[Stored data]

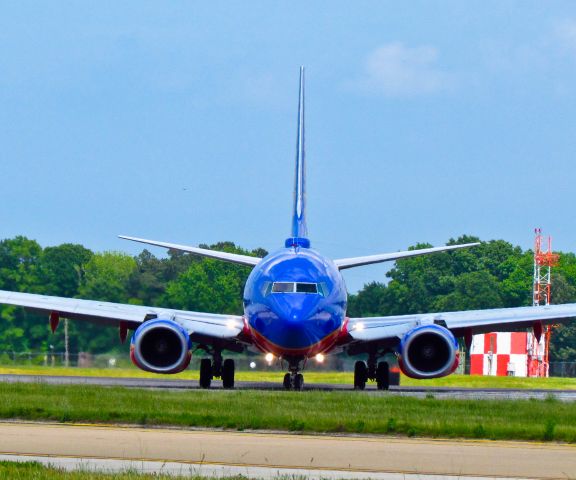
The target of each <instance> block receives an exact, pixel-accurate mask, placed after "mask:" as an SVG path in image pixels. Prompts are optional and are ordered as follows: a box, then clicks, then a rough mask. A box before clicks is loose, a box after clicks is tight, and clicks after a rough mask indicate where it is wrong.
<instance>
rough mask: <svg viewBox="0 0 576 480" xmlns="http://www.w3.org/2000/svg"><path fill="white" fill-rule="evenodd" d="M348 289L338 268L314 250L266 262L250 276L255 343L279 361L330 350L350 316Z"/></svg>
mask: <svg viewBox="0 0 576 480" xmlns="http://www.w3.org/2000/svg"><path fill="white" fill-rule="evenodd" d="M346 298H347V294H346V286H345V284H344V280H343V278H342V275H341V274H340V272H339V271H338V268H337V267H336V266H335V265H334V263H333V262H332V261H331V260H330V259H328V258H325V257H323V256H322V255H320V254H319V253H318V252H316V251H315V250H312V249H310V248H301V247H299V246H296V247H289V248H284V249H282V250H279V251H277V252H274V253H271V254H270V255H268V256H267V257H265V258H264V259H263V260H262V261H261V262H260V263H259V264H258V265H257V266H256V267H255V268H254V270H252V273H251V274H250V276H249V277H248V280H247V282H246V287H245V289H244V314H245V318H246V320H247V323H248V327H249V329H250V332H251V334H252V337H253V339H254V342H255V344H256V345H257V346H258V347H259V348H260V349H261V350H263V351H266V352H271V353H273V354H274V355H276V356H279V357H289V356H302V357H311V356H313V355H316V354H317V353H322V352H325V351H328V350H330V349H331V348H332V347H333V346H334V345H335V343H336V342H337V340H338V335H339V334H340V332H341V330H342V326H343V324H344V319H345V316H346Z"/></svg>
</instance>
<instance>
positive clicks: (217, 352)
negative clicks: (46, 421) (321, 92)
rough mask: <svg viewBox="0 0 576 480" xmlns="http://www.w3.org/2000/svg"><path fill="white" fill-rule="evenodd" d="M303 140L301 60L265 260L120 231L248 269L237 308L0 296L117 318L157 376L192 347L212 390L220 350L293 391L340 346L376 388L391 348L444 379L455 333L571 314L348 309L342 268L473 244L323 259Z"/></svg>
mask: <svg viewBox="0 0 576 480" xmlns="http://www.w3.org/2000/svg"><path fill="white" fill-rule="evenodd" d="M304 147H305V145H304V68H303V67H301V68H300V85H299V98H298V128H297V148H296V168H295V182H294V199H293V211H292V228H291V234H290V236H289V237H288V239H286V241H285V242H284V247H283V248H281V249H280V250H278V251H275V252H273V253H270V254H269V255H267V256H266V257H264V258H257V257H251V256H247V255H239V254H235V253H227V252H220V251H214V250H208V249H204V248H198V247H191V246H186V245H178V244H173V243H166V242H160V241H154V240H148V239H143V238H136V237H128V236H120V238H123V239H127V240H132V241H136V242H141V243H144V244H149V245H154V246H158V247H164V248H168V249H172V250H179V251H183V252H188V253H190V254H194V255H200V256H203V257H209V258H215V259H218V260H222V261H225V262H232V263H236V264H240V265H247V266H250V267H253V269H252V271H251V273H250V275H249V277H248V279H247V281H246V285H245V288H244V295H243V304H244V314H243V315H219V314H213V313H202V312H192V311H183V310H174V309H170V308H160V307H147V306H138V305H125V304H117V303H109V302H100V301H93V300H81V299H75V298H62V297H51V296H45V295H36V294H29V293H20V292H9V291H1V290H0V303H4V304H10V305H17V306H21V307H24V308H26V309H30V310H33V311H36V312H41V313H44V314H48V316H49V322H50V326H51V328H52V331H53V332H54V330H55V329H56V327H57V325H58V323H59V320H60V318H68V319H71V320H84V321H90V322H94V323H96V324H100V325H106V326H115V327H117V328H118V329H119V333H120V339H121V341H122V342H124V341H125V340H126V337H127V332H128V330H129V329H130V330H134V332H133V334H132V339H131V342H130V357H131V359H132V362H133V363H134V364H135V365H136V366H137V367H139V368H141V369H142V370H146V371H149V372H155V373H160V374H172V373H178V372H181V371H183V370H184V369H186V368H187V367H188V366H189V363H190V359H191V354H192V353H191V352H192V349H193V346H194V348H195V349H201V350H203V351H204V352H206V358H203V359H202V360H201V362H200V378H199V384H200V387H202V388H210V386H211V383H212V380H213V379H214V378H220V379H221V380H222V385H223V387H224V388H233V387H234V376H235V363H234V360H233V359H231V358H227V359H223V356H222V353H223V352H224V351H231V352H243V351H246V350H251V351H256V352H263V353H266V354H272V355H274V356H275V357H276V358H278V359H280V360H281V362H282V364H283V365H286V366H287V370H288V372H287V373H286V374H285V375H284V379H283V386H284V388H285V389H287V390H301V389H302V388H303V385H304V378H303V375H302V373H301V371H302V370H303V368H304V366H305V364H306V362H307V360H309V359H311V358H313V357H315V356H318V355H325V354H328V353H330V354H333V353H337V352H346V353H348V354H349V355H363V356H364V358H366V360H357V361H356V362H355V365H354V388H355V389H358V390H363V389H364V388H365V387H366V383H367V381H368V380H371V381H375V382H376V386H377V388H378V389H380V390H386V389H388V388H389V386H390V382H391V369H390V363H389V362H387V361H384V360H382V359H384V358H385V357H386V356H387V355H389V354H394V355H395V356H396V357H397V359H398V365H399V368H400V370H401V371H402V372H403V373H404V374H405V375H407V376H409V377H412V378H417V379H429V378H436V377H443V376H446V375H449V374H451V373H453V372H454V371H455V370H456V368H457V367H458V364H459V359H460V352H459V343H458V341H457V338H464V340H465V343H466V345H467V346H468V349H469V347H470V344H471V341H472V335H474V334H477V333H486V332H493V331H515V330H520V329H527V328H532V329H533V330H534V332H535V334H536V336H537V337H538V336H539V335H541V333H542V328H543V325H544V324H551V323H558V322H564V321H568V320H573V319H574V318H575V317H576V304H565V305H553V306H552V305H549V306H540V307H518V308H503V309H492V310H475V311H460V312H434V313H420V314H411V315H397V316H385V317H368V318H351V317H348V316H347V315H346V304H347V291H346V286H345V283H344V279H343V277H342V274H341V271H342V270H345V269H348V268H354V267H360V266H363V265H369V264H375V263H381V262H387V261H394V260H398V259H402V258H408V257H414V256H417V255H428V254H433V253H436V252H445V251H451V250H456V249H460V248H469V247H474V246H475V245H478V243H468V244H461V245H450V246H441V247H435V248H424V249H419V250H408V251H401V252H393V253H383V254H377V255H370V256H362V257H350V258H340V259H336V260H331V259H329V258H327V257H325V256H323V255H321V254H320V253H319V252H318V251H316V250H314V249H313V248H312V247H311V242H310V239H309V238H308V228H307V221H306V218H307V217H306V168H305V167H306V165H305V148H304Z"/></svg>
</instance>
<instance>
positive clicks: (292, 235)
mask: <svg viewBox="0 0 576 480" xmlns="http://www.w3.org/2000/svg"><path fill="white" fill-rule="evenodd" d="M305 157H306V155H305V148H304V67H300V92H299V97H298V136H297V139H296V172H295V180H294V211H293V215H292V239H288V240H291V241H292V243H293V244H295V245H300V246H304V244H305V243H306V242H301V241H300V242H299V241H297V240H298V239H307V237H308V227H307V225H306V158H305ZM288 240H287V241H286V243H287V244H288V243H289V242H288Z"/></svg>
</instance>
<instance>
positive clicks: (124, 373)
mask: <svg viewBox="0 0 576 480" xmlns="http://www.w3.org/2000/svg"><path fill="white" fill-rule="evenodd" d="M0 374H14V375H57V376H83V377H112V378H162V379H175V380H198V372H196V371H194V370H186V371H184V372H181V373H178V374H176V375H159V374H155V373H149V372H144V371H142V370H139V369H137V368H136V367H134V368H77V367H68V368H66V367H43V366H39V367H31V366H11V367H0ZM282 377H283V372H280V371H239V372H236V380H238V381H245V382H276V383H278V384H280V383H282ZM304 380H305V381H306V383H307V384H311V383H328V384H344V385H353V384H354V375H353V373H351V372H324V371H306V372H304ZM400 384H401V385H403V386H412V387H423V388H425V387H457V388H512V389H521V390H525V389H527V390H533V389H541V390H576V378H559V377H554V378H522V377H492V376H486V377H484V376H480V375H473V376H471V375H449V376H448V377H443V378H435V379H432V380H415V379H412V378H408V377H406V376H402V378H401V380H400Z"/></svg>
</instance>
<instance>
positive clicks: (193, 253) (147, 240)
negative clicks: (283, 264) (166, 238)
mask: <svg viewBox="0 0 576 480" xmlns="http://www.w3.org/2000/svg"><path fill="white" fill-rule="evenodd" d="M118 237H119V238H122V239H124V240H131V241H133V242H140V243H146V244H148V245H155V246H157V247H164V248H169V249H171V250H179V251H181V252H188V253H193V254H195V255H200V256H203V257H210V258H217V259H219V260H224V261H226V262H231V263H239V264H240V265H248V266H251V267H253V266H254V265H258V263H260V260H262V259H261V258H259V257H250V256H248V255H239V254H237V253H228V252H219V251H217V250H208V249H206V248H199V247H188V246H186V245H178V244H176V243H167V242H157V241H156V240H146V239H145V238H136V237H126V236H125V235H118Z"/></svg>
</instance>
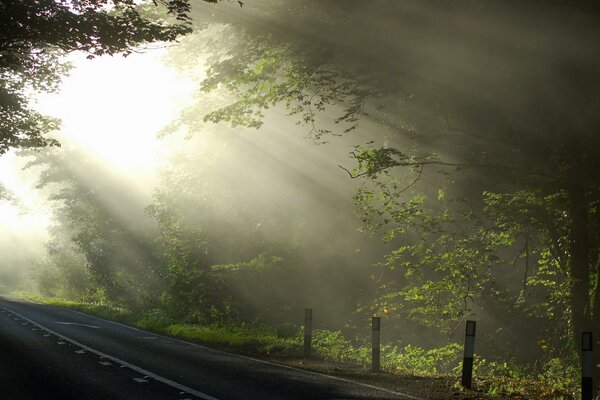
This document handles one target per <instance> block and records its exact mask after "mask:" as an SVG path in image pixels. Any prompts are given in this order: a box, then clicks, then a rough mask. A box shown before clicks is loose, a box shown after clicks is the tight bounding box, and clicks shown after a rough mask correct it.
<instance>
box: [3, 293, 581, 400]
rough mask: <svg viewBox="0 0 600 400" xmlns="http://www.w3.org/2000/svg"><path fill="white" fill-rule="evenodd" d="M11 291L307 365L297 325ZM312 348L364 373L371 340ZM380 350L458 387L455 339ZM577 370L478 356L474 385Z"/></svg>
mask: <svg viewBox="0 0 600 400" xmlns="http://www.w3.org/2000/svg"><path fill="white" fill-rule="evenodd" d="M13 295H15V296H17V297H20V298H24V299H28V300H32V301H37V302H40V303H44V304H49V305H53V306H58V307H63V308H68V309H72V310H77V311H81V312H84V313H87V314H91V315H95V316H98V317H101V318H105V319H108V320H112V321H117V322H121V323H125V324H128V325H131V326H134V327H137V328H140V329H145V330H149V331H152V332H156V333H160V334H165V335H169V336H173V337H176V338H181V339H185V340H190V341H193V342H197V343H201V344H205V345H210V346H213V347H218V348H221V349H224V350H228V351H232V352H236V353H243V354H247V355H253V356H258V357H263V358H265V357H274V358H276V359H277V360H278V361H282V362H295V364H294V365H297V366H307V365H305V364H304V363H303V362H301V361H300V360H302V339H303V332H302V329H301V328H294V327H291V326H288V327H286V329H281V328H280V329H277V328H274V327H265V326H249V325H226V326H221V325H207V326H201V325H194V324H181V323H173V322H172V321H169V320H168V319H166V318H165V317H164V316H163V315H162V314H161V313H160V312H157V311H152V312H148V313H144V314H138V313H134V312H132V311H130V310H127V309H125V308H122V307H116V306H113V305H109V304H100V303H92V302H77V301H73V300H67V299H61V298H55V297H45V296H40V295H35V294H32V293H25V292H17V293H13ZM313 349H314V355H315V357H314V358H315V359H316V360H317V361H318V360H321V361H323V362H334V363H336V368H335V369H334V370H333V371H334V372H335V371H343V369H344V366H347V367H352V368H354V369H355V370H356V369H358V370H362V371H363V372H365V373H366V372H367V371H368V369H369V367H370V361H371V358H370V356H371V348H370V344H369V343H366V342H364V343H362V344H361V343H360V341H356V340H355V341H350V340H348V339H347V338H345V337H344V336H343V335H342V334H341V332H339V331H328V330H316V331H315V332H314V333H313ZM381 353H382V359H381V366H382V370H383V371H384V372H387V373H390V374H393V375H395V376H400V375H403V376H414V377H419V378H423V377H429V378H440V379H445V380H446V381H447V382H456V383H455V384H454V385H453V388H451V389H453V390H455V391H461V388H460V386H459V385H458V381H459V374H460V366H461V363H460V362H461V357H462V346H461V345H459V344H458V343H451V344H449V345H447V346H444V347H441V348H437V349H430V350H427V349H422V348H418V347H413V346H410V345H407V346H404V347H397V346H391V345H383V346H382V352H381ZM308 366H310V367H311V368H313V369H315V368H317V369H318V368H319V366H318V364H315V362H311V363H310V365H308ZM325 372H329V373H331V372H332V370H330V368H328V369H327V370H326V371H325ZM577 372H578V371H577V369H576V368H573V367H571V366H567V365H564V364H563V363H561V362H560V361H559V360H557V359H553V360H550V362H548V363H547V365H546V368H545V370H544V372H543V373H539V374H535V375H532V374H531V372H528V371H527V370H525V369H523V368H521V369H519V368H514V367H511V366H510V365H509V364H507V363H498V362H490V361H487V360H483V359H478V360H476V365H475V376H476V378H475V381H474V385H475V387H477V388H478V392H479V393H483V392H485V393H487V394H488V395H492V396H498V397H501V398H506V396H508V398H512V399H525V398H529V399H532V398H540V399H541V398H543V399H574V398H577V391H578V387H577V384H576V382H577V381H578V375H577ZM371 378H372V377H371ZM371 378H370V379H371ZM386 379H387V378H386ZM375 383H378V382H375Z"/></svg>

* _What needs to be done_
For every line above with the word "target" in it, make a copy.

* _Answer for the task_
The target of each <instance> block receives an exact, pixel-accurate mask, placed after "mask:" as an SVG path in image pixels. Prompts are optional and are ordered as follows: a box, then clicks, then a rough mask. A box before clicks is loose, a box after clicks is tight, and clicks after a rough mask indicate where it is wrong.
This document handles one target per <instance> block and records its exact mask after "mask:" as an SVG path in image pixels. Any prompts are given in this order: a box, then clicks, then a rough mask. A box shown before clicks is loose, a box shown after clicks is the tight bounding box, and clicks shown after a rough mask correct it.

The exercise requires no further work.